### 任务要求
将下列数据全部重写，把“glass stem”换成“glass base”，其余内容一律照旧。答案中略去图像。

### 练习材料
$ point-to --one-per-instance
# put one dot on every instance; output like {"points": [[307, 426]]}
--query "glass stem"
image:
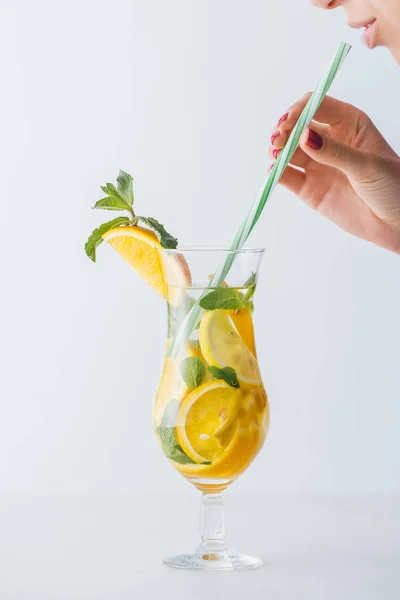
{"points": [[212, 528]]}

### 解答如下
$ point-to --one-per-instance
# put one dot on every instance; output like {"points": [[307, 426]]}
--query "glass base"
image:
{"points": [[212, 528]]}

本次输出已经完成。